**Yazılı Görevler**
• A. Aşık Veysel yazısını iki cümleyle özetleyin.
• B. Aşık Veysel yazısına göre 2008 yılının Temmuz ayında açılan heykelde Aşık Veysel'in başına ne konulmuştu?
• C. Aşık Veysel yazısını son cümlesinden sonra birkaç cümleyle sürdürün.

-------- Seçilen Alıntı

Kadim Ülker - Cumhuriyet'in Ozanı Aşık Veysel

     Geçtiğimiz senenin Kasım ayında Aşık Veysel’in büstü adeta sürgüne gönderilir gibi Ankara’dan Şarkışla’ya gönderilmişti. Bu olaya başta ailesi olmak üzere Sivrialanlılar tepki göstermişlerdi. Bu tepkilere ait bir haber yapmış, haberi de gazetemize göndermiştim. Yayın yönetmenimiz ise haberimi, haber olarak değil de köşe yazısı olarak kullanmıştı. Haberi biraz daha genişleterek, köşe yazısı olarak hazırlamıştım. Bu yazı köşemde teknik nedenlerden dolayı yayımlanamadı. Haber olarak hazırladığım yazı köşeye girmişti. Bazı bölümler aynı olsa da, Aşık Veysel’in ölüm yıl dönümünde kendisini hasretle anarak, hazırlamış olduğum yazıyı okuyucularımızla paylaşmak istiyorum.

     2008 yılının Temmuz ayında Aşık Veysel Sivas ili Şarkışla ilçesinde anıldı. Bu anma sırasında da Aşık Veysel'e ait bir heykel açılışı yapılacaktı. Veysel anıldı ve anma sırasında açılan heykel Aşık Veysel'in dostlarını, ailesini ve yakınlarını anında şaşırtmıştı. Aşık Veysel diyerek açılışı yapılan Aşık Veysel’imize hiç benzememekteydi. Aşık Veysel’in ömründe hiç takmadığı bir takke konulmuştu kafasına. Bu duruma başta Aşık Veysel’in köylüleri olmak üzere dostları, yakınları ve ailesi tarafından anında protesto gösterildi.

----------------
-------- Sağlanan Veriler

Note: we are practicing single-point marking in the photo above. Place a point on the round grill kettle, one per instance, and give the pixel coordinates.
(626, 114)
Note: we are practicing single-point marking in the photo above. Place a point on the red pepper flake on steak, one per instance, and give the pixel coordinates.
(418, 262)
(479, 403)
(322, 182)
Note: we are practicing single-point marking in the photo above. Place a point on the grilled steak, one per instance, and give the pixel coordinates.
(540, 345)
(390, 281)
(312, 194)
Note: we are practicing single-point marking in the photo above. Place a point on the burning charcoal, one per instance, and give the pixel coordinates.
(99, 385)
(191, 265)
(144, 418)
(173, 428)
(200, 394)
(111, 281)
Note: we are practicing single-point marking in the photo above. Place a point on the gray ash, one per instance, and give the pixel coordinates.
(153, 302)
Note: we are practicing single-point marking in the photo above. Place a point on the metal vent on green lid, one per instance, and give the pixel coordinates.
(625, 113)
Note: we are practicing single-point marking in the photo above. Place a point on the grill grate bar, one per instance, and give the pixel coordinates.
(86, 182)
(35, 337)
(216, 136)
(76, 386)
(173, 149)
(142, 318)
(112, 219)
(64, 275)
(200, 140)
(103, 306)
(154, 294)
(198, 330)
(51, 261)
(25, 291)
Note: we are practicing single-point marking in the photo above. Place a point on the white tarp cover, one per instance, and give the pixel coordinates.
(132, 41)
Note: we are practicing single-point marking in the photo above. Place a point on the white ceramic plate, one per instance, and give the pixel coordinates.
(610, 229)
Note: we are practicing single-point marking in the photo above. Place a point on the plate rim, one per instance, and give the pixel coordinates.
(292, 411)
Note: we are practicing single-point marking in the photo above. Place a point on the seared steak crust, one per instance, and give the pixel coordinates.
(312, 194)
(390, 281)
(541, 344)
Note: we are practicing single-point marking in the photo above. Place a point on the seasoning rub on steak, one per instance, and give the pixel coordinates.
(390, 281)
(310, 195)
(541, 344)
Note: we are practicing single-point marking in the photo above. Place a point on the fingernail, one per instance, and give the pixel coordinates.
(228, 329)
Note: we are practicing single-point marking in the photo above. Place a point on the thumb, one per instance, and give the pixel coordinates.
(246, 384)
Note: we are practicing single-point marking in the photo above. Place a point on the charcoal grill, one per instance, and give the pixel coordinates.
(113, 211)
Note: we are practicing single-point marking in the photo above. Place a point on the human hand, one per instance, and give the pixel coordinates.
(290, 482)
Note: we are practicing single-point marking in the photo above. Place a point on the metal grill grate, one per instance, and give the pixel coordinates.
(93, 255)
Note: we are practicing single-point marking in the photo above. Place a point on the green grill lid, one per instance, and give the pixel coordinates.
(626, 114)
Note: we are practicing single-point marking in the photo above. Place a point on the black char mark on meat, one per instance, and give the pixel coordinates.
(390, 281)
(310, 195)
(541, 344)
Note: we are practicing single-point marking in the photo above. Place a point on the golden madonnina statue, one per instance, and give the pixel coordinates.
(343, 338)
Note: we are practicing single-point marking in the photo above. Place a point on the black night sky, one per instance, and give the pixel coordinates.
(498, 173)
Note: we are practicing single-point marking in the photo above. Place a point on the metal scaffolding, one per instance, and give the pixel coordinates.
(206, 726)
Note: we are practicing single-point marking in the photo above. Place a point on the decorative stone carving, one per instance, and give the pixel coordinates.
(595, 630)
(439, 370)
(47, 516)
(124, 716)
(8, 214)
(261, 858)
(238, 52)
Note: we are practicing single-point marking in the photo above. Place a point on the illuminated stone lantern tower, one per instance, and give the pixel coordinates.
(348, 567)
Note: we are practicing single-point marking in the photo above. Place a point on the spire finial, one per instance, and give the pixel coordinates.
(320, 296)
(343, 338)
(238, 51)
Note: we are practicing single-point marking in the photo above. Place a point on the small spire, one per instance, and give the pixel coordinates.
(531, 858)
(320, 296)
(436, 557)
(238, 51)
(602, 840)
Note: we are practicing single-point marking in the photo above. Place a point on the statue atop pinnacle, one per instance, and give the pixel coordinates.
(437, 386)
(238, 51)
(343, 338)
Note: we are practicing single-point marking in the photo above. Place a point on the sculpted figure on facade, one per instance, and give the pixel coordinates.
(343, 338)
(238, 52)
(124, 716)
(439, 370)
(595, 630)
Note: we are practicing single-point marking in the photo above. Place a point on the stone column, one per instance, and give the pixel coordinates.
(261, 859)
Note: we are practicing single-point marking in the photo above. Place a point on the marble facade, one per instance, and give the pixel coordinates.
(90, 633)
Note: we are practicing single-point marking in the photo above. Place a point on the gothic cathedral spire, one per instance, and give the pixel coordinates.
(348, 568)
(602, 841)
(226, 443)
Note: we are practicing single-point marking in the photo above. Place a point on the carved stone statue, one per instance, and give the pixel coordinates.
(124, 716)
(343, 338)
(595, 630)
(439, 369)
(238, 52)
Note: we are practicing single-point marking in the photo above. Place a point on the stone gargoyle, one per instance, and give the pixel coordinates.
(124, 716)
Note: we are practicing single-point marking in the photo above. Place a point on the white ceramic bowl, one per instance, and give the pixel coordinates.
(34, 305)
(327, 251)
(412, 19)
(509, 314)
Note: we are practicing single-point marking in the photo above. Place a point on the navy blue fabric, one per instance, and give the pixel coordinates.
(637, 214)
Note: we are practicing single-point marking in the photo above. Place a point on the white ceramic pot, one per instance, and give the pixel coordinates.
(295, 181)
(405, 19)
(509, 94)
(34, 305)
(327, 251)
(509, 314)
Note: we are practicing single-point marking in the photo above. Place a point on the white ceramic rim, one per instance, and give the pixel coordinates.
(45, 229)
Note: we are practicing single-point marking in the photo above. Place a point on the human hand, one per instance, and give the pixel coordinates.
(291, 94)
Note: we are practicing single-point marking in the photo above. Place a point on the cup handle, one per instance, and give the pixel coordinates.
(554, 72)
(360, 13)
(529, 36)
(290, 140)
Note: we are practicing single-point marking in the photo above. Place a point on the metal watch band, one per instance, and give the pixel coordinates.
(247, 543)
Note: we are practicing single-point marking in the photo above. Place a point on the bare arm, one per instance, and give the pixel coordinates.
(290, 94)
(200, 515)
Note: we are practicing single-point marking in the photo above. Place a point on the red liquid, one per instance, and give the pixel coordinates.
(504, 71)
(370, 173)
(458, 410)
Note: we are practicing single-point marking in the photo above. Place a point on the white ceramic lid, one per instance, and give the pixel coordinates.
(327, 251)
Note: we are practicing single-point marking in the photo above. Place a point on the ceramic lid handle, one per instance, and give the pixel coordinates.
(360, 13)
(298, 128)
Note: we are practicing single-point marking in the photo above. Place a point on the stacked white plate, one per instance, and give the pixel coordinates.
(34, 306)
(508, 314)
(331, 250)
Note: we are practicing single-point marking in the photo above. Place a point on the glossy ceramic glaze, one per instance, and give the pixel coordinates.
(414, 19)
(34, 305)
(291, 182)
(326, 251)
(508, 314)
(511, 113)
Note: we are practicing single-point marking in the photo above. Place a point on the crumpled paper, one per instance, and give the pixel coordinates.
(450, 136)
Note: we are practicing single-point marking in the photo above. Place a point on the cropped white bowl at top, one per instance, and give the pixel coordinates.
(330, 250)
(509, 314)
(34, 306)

----------------

**Görev Yanıtları**
• A. Geçtiğimiz senenin Kasım ayında Aşık Veysel'in büstü Ankara'dan Şarkışla'ya gönderilmiş, buna başta ailesi olmak üzere Sivrialanlılar tepki göstermişti. 2008 yılının Temmuz ayında Şarkışla'daki anmada açılan heykel Aşık Veysel'e hiç benzemediği ve başına ömründe hiç takmadığı bir takke konduğu için köylüleri, dostları, yakınları ve ailesi tarafından anında protesto edildi.

• B. Ömründe hiç takmadığı bir takke.

• C.
     Atatürk’ün Şapka Devrimi’nin gönüllü tanıtıcısı gibi, Aşık Veysel hep fötr şapka takmış ve pipo içmişliği dile getirilmişti bu tepkilerinde.

     Takkeyi ise oğlu Bahri Şatıroğlu’nun anlattığına göre sadece geceleri yatarken giymişti. O da Sivrialan Köyünün çetin iklimiyle açıklanırdı, zira Sivrialan Köyü 1600, 1700 rakımlı soğuk bir köydür. Veysel’in yaşadığı dönemlerde Sivrialan Köylülerinin evlerinde sadece bir soba bulunabilinirdi. O soba da evin merkezi bir yerine kurulur, sıcağı sobanın çevresinde birkaç metrelik alanı ısıtırdı. Aşık Veysel temkinliydi, soğuktan korunmak için yatarken takke taktığını oğlundan öğrenmiş olduk.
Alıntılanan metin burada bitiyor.